- **Exercise A**: In the forum thread about a young child's behavior, list the things the parent says the daughter does well.
- **Exercise B**: From the forum thread about a young child's behavior, transcribe everything from "All the ADHD" down to "stupid rug. Ugh.".

Anonymous wrote:Anonymous wrote:Thanks for the responses. I'm on the fence, but will follow up w/ped. She sits during circle time, generally follows directions during school, is calm in restaurants, and is a great car passenger. But her degree of unwillingness to separate from a playground and her overall stubbornness outside of a school and activity setting is so intense compared to most other kids that it concerns me.
All the ADHD kids in my dd's K class could not sit during circle time or rug time. They had assigned seats on a particular spot or had to sit in a chair because they couldn't sit still on the rug/circle time. I'm the PP who posted about her dd diagnosed in 1st grade. You would not believe the amount of emails from the K teacher about my kid and sitting on the stupid rug. Ugh.
Anonymous wrote:Thanks for the responses. I'm on the fence, but will follow up w/ped. She sits during circle time, generally follows directions during school, is calm in restaurants, and is a great car passenger. But her degree of unwillingness to separate from a playground and her overall stubbornness outside of a school and activity setting is so intense compared to most other kids that it concerns me.

Records from a dataset:
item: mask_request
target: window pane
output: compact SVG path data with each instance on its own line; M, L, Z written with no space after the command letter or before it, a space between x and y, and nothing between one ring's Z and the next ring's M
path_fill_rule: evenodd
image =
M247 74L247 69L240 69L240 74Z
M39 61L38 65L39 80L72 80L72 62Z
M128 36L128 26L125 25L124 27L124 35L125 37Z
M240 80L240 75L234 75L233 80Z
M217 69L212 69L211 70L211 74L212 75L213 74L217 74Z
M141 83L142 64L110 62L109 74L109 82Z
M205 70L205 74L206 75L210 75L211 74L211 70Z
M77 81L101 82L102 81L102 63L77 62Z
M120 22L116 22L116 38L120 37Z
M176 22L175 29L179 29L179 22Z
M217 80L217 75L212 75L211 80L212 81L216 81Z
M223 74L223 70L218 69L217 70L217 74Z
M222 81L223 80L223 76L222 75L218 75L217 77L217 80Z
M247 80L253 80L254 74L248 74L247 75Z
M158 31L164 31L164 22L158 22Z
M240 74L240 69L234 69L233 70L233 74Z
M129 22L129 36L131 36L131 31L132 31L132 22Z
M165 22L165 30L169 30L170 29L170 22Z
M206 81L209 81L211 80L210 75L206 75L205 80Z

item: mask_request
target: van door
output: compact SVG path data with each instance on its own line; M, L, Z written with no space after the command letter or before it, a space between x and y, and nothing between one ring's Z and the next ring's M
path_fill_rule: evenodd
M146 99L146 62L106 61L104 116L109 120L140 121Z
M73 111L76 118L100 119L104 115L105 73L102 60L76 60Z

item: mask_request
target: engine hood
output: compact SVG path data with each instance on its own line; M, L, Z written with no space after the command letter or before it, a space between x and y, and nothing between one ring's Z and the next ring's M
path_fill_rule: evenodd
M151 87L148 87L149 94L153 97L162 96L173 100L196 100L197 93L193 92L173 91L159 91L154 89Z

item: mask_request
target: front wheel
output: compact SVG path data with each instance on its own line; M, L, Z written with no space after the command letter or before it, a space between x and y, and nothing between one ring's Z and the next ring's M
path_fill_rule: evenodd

- **Exercise result A**:
- Sits during circle time
- Generally follows directions during school
- Is calm in restaurants
- Is a great car passenger

- **Exercise result B**:
All the ADHD kids in my dd's K class could not sit during circle time or rug time. They had assigned seats on a particular spot or had to sit in a chair because they couldn't sit still on the rug/circle time. I'm the PP who posted about her dd diagnosed in 1st grade. You would not believe the amount of emails from the K teacher about my kid and sitting on the stupid rug. Ugh.